- Given records
====================
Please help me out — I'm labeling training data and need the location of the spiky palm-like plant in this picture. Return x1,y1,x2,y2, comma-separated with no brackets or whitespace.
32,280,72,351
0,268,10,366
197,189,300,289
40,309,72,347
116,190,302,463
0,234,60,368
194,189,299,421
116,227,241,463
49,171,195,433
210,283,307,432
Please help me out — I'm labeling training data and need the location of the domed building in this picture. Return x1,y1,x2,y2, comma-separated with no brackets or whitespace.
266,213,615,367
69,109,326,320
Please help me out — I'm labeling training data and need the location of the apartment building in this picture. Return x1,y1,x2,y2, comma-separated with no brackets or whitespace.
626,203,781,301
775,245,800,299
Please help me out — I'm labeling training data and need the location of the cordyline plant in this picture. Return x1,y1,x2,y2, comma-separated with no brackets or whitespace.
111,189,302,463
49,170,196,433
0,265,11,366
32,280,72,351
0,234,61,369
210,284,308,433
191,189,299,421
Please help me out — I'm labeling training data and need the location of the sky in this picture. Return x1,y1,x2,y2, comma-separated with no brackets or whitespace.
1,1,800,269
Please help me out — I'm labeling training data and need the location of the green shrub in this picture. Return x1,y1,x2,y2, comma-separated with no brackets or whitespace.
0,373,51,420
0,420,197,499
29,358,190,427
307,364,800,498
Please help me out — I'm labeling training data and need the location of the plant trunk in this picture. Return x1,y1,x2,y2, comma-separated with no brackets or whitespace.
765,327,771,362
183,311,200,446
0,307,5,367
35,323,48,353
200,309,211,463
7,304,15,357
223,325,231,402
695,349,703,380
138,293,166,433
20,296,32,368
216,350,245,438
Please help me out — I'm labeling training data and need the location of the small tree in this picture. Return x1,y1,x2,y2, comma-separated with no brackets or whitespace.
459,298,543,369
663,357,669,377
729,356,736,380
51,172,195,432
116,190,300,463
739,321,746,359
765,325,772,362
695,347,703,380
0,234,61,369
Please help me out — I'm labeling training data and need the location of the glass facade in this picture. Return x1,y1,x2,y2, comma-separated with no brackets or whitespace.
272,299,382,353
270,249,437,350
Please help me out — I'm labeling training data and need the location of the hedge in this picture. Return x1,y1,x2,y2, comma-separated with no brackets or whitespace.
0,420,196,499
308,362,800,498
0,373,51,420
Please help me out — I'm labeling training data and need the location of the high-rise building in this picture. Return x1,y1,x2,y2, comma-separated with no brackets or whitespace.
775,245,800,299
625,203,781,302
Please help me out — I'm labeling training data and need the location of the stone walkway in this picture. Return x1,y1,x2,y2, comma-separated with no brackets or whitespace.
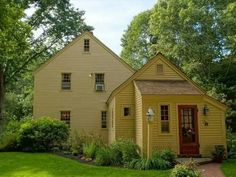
198,163,225,177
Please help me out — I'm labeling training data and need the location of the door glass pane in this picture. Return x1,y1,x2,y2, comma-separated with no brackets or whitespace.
181,108,195,143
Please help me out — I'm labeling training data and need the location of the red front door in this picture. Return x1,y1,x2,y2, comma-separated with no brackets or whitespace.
178,105,199,155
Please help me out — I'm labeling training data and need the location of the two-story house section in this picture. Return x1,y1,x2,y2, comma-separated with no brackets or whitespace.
33,32,134,142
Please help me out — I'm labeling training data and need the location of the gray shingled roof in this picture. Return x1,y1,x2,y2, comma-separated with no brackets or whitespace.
135,80,201,95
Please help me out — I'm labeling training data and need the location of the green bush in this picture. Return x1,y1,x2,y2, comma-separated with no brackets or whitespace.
127,150,171,170
17,117,69,151
160,149,175,164
151,151,171,170
0,119,29,151
110,139,140,165
171,161,201,177
227,128,236,159
83,142,98,159
0,133,17,151
95,146,112,166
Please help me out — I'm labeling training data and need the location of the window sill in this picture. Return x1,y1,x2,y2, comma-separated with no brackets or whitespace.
101,128,108,130
60,89,72,92
158,133,173,136
82,52,91,54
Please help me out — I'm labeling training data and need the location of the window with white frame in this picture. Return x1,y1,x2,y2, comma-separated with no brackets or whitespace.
61,111,70,127
95,73,105,91
101,111,107,128
61,73,71,90
160,105,170,133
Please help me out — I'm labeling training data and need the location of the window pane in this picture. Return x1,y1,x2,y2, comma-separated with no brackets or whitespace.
61,111,70,127
95,73,105,91
61,73,71,90
161,122,169,133
124,107,130,117
84,39,90,52
101,111,107,128
161,105,170,133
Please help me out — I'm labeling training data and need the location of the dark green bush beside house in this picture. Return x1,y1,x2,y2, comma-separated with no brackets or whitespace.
0,117,69,152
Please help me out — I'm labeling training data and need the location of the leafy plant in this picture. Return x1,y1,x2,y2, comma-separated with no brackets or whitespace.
17,117,69,151
160,149,175,164
171,160,201,177
110,139,140,165
227,128,236,159
212,145,226,163
83,142,98,159
95,146,112,166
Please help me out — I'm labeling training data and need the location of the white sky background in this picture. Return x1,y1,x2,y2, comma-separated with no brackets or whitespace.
71,0,157,55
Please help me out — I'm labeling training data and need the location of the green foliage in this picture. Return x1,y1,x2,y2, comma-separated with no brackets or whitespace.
83,142,99,159
95,146,112,166
127,150,173,170
170,160,201,177
212,145,226,162
222,159,236,177
110,139,140,165
0,0,93,122
0,133,17,151
0,118,30,151
17,117,69,152
121,10,155,69
227,128,236,158
160,149,176,164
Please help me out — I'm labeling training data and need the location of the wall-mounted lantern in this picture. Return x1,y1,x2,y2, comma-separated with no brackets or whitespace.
146,107,155,122
203,104,209,116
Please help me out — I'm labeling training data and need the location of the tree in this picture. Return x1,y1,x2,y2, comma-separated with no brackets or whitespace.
149,0,236,83
121,10,155,70
0,0,93,121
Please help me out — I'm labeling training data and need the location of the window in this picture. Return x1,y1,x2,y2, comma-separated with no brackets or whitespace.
61,73,71,90
61,111,70,127
157,64,163,74
84,39,90,52
123,107,130,117
95,73,105,91
101,111,107,128
160,105,170,133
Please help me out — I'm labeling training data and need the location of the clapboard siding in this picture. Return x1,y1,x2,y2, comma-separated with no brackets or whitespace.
34,33,133,142
137,59,184,80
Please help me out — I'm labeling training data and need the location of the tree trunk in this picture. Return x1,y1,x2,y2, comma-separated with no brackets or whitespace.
====================
- Task goal
Every entry should be returned exactly as written, minus the pictures.

- Exercise solution
Please help me out — I'm labeling training data and need the location of the spiky palm-like plant in this picture. Return x1,y1,x2,y2, comma-separated with no brackets or whitespace.
32,280,72,351
0,268,10,366
197,189,300,289
40,309,72,347
116,190,302,463
0,234,60,368
194,189,299,421
116,227,241,463
49,171,195,433
210,283,307,432
Please help me out — I'm labeling training data and need the location of the domed building in this picture. Return x1,y1,x2,y2, comma-separated with no brackets or whitespace.
266,213,615,367
69,109,326,320
Please help me out — I'm labeling training data and need the location of the apartment building in this picture. Return x1,y1,x2,y2, comma-separated with no brackets or whitespace.
626,203,781,301
775,245,800,299
Please help me out — I'm labeling training data and need the location of the cordyline plant in this picture. Return x1,y1,x2,y2, comma-separated with no brackets or whitespace.
111,189,302,463
49,170,196,433
0,265,11,366
32,280,72,351
0,234,61,369
210,284,308,433
191,189,299,421
Please help me out — I'm labeling training data and need the location of the sky in this picture. Return x1,y1,x2,y2, comma-separated with no brackets or whitespace.
1,1,800,269
Please help me out — I'm labeling training data and need the location of the green shrub in this picture. Return x1,y1,x2,y2, comma-separated with no brackets or whitespace.
0,373,51,420
0,420,197,499
29,358,190,427
307,364,800,498
Please help me out — I'm labeling training data and need the location of the plant trunk in this picture. Return x1,y1,x2,y2, comma-separated with no brackets or whitespace.
765,327,771,362
183,311,200,446
0,307,5,367
35,323,48,353
200,309,211,463
7,304,15,357
223,325,231,402
695,349,703,380
138,293,166,433
20,296,32,368
216,350,245,438
Please help me out — I'm labeling training data and need the location of the small tree in this picture. Return x1,y1,x2,y2, comma-separated with no brackets or whitespace.
459,298,543,369
663,357,669,377
729,356,736,380
51,172,195,432
116,190,300,463
739,321,746,359
765,325,772,362
695,347,703,380
0,234,61,369
Please help me out — I'm labeling training data and need the location of the glass facade in this picture. Return x1,y1,x2,y2, comma-separated with no brackets or whitespace.
272,299,382,353
270,249,437,350
Please help me out — I'm labeling training data and need the location of the hedge in this picture. Return x1,y1,x2,y2, comma-separated with no brackets or whitespace.
0,420,196,499
308,362,800,498
0,373,51,420
Please help me out — I'm labeling training data and need the location of the high-rise building in this picture. Return x1,y1,x2,y2, comma-separated with no brackets or whitespace.
775,245,800,299
625,203,781,302
Please help me out — I'm labeling training data and need the location of the stone walkway in this picture. Return x1,y1,x2,y2, comma-separated with no brackets or whitespace.
198,163,225,177
Please help me out — I'm labeling training data and need the location of the door glass pane in this picture. Return x1,y1,x2,y2, comma-separated with no brackets or whitespace.
181,108,195,143
Please help me out — I'm labeling training data and need the location of the red front door in this picture. Return x1,y1,x2,y2, comma-separated with no brackets or whitespace.
178,105,199,155
Please help me out — I'm labeling training data and need the location of the two-story house section in this picture. Return x1,y1,x2,y2, comma-separated with no brackets or whitespace.
33,32,134,142
Please help me out — I'm labeling training data and need the location of the gray shingled roof in this picture. Return x1,y1,x2,y2, comma-separated with no brackets or whitespace.
135,80,201,95
Please help me out — I'm labeling training data and need the location of the green bush in this picture. Return x1,y1,x2,y2, comma-separated with no brackets or whitespace.
127,150,171,170
17,117,69,151
160,149,175,164
151,151,171,170
0,119,29,151
110,139,140,165
171,161,201,177
227,128,236,159
83,142,98,159
0,133,17,151
95,146,112,166
Please help me out — I'm labeling training data and need the location of the window sill in this picture. Return x1,y1,x2,y2, comma-separated with no brackets or whitespace.
101,128,108,130
60,89,72,92
158,133,173,136
82,52,91,54
Please help me out — I'm labeling training data and need the location of the window with white frame in this picture. Return x1,y1,x2,y2, comma-separated with no brackets or whitespace.
61,111,70,127
95,73,105,91
101,111,107,128
61,73,71,90
160,105,170,133
Please help me out — I'm labeling training data and need the location of the window pane in this picture. Return x1,y1,x2,y2, comma-separated with no brackets or whitespace.
61,111,70,127
95,73,105,91
61,73,71,90
161,122,169,133
124,107,130,117
84,39,90,52
101,111,107,128
161,105,170,133
Please help me out — I'm labeling training data and need the location of the dark green bush beside house in this picture. Return x1,y1,x2,y2, comma-separated with no brackets or whitespace.
0,117,69,152
Please help me out — I'm labeling training data and need the location of the leafy plant in this picture. Return x1,y1,x2,y2, comma-separated with no brackets or whitespace.
17,117,69,151
160,149,175,164
171,160,201,177
110,139,140,165
227,128,236,159
212,145,226,163
83,142,98,159
95,146,112,166
Please help me out — I'm labeling training data and need the location of the white sky background in this picture. Return x1,y1,x2,y2, comma-separated with no brackets or whitespace.
71,0,157,55
Please help me out — I'm labeling training data and need the location of the green foliage in this picture. Return x1,y1,x2,y2, comma-separated with no brackets or whitespace.
83,142,99,159
95,146,112,166
127,150,173,170
170,160,201,177
212,145,226,162
222,159,236,177
110,139,140,165
0,0,93,122
0,133,17,151
0,118,30,151
17,117,69,152
121,10,155,69
227,128,236,158
160,149,176,164
Please help me out — I'm labeling training data and need the location of the wall-mounted lantern in this picture. Return x1,y1,x2,y2, comma-separated with no brackets or whitespace.
146,107,155,122
203,104,209,116
Please help me out — I'm labeling training data and need the location of the tree in this picture. Return x1,y1,x2,y2, comma-separated with no brackets or whitespace.
149,0,236,83
121,10,155,70
0,0,93,121
Please help me out — I'm labeling training data and need the location of the window in this picture. Return x1,y1,x2,y2, comma-separated with no brackets or whitespace.
61,73,71,90
61,111,70,127
157,64,163,74
84,39,90,52
123,107,130,117
95,73,105,91
101,111,107,128
160,105,170,133
Please help me out — I'm labeling training data and need the location of the clapboard siding in this picture. Return x1,y1,x2,y2, comma-separated with no brackets or whitespace.
34,33,133,142
137,59,184,80
Please help me out — I'm labeling training data and need the location of the tree trunk in this picture. Return x1,y1,x2,y2, comma-separated with no brackets or whitespace.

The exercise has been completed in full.